Apart from pictures, transcribe exactly each line from the one containing "Would you mind pointing out the ruffled" through the final line of the listing below.

_____

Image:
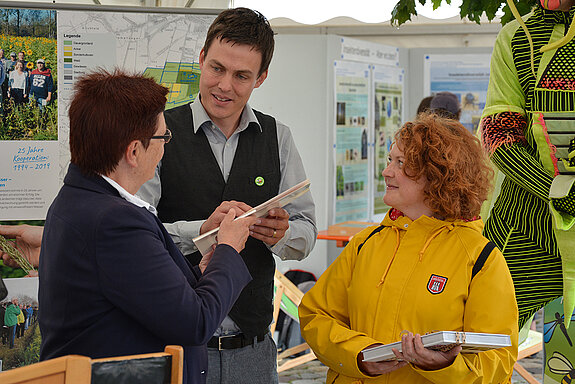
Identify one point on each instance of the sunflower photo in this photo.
(28, 75)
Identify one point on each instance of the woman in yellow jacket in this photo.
(414, 275)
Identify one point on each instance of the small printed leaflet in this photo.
(204, 242)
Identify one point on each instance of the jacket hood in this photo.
(429, 227)
(396, 219)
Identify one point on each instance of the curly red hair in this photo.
(450, 160)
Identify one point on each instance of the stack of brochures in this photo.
(205, 241)
(471, 342)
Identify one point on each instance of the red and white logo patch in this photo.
(436, 284)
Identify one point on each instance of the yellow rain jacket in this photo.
(414, 276)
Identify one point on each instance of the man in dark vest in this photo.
(229, 155)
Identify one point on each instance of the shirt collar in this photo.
(129, 197)
(201, 116)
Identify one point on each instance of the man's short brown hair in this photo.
(243, 26)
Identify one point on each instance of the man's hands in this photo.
(272, 228)
(414, 352)
(235, 232)
(221, 211)
(27, 238)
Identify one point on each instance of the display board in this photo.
(34, 152)
(28, 131)
(388, 84)
(352, 84)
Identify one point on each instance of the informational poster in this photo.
(388, 112)
(28, 114)
(352, 85)
(368, 52)
(466, 76)
(34, 150)
(164, 46)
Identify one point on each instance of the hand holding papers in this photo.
(205, 241)
(471, 342)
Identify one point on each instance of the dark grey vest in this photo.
(193, 187)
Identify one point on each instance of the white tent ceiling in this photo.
(362, 19)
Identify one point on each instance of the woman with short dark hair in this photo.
(112, 281)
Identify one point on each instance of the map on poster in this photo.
(465, 75)
(164, 46)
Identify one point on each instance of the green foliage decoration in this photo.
(471, 9)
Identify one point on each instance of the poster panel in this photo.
(466, 76)
(352, 84)
(32, 165)
(388, 84)
(28, 113)
(164, 46)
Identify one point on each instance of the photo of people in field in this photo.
(28, 75)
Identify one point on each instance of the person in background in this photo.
(18, 84)
(11, 320)
(41, 84)
(21, 321)
(106, 254)
(446, 104)
(412, 274)
(424, 105)
(229, 153)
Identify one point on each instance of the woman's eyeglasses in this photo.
(166, 136)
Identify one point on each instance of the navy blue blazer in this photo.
(112, 282)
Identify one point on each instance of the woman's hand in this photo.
(380, 367)
(414, 352)
(27, 238)
(235, 232)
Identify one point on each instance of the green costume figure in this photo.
(528, 126)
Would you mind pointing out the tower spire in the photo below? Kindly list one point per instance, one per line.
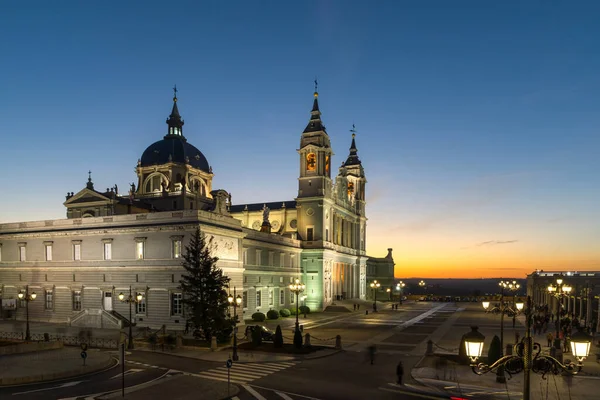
(174, 121)
(315, 124)
(353, 156)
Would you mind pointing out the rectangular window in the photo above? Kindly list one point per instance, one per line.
(139, 250)
(49, 300)
(177, 248)
(48, 252)
(140, 307)
(176, 304)
(107, 251)
(77, 252)
(77, 300)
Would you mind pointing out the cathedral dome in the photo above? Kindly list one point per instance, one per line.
(174, 149)
(174, 146)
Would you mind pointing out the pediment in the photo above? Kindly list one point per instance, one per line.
(86, 196)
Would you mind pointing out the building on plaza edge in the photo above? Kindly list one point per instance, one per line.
(110, 241)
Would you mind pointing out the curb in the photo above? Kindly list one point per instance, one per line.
(54, 376)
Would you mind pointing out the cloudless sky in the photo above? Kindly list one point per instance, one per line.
(477, 121)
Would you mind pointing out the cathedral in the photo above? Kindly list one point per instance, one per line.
(112, 243)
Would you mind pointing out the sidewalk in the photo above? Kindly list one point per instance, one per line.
(17, 369)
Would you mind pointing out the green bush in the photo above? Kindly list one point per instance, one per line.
(304, 310)
(258, 317)
(297, 339)
(284, 312)
(495, 351)
(278, 339)
(256, 336)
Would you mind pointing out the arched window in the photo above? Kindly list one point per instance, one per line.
(154, 183)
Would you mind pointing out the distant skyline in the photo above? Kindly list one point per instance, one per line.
(477, 122)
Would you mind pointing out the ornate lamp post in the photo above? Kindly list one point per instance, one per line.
(235, 302)
(131, 300)
(527, 355)
(297, 288)
(375, 286)
(27, 298)
(559, 291)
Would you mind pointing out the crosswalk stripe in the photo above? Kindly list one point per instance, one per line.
(254, 392)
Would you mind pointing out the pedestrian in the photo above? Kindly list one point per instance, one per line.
(372, 351)
(400, 372)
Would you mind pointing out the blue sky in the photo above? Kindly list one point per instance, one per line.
(476, 121)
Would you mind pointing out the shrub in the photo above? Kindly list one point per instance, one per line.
(256, 336)
(258, 317)
(304, 310)
(284, 312)
(278, 339)
(495, 351)
(297, 339)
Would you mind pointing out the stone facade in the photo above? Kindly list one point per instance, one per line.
(111, 243)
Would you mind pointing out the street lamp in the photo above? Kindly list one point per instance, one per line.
(375, 286)
(559, 291)
(131, 300)
(297, 288)
(524, 358)
(27, 298)
(235, 302)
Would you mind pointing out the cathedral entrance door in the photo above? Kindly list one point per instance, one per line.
(108, 301)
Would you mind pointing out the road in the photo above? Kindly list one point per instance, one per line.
(398, 335)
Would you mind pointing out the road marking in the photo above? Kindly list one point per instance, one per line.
(68, 384)
(244, 373)
(128, 372)
(283, 395)
(254, 392)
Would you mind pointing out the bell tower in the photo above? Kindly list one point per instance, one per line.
(315, 156)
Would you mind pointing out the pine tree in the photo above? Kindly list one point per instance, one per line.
(204, 291)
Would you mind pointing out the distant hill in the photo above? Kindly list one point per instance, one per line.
(460, 287)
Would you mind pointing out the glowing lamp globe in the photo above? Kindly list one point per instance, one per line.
(474, 343)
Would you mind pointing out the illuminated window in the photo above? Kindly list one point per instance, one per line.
(258, 298)
(77, 300)
(22, 252)
(140, 306)
(49, 304)
(176, 304)
(76, 251)
(108, 251)
(311, 162)
(48, 252)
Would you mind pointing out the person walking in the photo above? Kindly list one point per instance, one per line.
(400, 372)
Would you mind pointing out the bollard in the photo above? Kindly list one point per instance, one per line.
(429, 347)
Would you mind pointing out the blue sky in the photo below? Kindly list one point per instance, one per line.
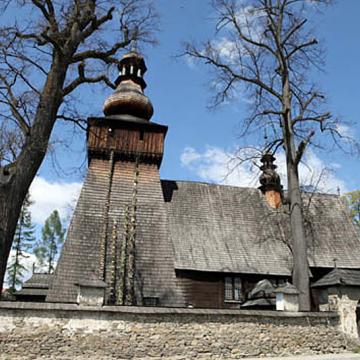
(199, 141)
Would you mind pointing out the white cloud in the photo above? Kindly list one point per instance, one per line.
(48, 196)
(218, 165)
(344, 130)
(27, 261)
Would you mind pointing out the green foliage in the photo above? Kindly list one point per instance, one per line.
(353, 201)
(52, 239)
(23, 241)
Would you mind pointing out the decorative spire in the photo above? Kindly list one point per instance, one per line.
(270, 181)
(129, 98)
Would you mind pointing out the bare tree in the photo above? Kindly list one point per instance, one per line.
(57, 46)
(266, 49)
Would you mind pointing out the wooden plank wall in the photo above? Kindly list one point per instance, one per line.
(202, 290)
(126, 140)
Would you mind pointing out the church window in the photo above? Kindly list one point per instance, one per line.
(233, 288)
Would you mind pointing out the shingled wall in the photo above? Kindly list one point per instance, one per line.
(83, 249)
(59, 331)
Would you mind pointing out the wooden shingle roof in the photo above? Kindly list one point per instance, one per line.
(338, 276)
(231, 229)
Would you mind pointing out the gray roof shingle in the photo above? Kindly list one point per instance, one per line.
(339, 277)
(231, 229)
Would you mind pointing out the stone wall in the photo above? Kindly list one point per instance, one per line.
(54, 331)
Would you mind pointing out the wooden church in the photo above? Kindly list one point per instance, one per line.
(138, 240)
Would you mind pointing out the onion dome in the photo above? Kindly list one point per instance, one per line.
(129, 98)
(269, 179)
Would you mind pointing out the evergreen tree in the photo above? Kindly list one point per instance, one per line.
(23, 239)
(52, 239)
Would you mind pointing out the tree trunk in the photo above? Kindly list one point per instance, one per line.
(9, 212)
(300, 275)
(301, 267)
(16, 180)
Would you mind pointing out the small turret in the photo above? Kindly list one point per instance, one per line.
(128, 98)
(270, 181)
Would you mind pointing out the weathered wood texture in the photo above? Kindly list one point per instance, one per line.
(126, 141)
(155, 274)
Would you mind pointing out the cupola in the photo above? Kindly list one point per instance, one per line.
(128, 98)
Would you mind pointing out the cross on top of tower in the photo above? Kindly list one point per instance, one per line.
(129, 98)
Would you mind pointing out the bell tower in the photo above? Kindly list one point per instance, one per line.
(118, 240)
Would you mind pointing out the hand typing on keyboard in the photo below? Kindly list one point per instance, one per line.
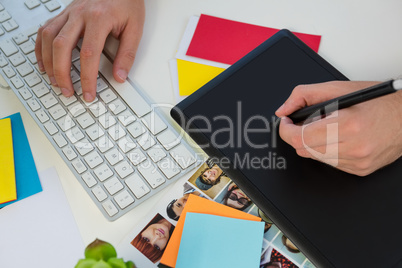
(93, 20)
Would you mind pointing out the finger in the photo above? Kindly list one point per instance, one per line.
(48, 33)
(125, 55)
(92, 45)
(38, 45)
(63, 44)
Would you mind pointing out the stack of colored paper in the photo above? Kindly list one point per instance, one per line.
(211, 44)
(18, 175)
(209, 234)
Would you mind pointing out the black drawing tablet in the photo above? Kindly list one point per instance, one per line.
(336, 219)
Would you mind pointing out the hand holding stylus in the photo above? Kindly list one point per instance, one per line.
(366, 136)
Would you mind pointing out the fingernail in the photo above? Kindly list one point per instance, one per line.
(88, 97)
(41, 67)
(122, 74)
(65, 91)
(53, 81)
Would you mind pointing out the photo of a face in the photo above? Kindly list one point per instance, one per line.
(209, 179)
(152, 240)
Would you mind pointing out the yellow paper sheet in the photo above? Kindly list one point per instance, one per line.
(8, 190)
(193, 75)
(198, 205)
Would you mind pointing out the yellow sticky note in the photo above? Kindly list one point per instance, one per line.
(8, 190)
(193, 75)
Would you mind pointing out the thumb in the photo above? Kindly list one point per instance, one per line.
(125, 54)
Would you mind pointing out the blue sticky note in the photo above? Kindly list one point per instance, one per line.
(26, 174)
(214, 241)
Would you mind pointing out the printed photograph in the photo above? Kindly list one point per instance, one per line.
(272, 258)
(209, 178)
(153, 238)
(232, 196)
(176, 206)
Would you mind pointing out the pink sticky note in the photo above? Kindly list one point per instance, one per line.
(227, 41)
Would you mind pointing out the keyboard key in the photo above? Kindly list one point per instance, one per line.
(17, 59)
(93, 159)
(123, 169)
(51, 128)
(85, 120)
(68, 100)
(99, 193)
(183, 156)
(137, 185)
(136, 156)
(10, 25)
(151, 174)
(113, 185)
(32, 79)
(60, 140)
(83, 147)
(42, 116)
(40, 90)
(168, 139)
(33, 104)
(123, 199)
(25, 93)
(168, 167)
(74, 135)
(52, 5)
(136, 129)
(107, 95)
(57, 112)
(104, 144)
(126, 144)
(9, 72)
(126, 117)
(154, 123)
(24, 69)
(107, 120)
(17, 82)
(89, 179)
(20, 38)
(94, 132)
(27, 47)
(48, 100)
(76, 109)
(78, 165)
(116, 132)
(110, 208)
(4, 15)
(114, 156)
(103, 172)
(70, 154)
(156, 154)
(65, 123)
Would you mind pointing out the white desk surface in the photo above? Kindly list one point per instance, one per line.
(362, 38)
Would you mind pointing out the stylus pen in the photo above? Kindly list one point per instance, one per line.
(347, 100)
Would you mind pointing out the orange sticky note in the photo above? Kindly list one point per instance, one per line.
(8, 189)
(198, 205)
(193, 75)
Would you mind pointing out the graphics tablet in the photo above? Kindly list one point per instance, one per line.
(334, 218)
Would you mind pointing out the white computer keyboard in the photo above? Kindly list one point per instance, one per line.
(120, 149)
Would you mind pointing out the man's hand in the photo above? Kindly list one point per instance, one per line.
(367, 136)
(93, 20)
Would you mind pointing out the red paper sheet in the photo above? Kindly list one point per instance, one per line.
(227, 41)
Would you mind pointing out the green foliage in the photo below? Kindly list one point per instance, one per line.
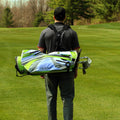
(108, 9)
(38, 19)
(8, 18)
(74, 9)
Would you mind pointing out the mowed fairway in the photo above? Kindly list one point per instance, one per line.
(97, 94)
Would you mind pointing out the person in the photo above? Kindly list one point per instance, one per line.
(65, 80)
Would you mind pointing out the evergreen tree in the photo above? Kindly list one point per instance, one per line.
(75, 9)
(8, 18)
(108, 9)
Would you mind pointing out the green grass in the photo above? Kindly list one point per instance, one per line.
(97, 94)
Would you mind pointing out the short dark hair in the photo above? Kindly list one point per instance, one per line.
(59, 13)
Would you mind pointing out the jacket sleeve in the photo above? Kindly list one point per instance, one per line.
(75, 42)
(41, 43)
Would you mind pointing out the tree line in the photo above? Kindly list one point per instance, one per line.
(36, 13)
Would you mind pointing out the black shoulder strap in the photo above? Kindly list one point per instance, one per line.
(52, 27)
(59, 36)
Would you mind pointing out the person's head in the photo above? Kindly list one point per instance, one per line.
(59, 14)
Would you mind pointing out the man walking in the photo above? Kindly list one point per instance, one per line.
(65, 81)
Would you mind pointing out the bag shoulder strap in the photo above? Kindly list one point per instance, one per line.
(52, 27)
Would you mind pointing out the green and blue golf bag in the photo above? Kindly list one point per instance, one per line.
(34, 62)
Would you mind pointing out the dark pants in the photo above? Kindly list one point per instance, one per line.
(65, 81)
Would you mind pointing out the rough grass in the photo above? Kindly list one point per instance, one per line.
(97, 93)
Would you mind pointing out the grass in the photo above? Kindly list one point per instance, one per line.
(97, 93)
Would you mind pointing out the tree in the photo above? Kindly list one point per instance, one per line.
(75, 9)
(8, 18)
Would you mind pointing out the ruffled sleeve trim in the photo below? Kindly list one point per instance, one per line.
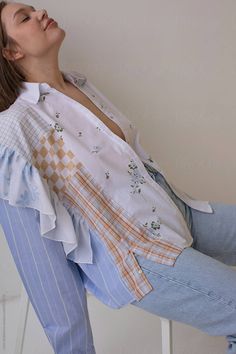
(22, 185)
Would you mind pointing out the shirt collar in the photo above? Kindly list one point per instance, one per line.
(32, 91)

_____

▶ **Task response**:
Would you mind pointing out the ruffled sleeve trim in the photo below? Kindly list one point per instance, one per line.
(22, 185)
Would you mind pointing out the shirt collar in the photo above? Kindly list one point per instance, one per line.
(32, 91)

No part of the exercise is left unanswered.